Work to complete
Copy out each of the items below line for line, without changing a single character.
************
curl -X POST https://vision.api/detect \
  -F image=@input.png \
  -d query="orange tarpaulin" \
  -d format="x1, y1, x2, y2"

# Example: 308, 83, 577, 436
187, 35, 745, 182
************
Answer in full
curl -X POST https://vision.api/detect \
  -F image=@input.png \
  -d query="orange tarpaulin" \
  -d format="x1, y1, x2, y2"

# Example: 308, 83, 577, 436
187, 35, 745, 182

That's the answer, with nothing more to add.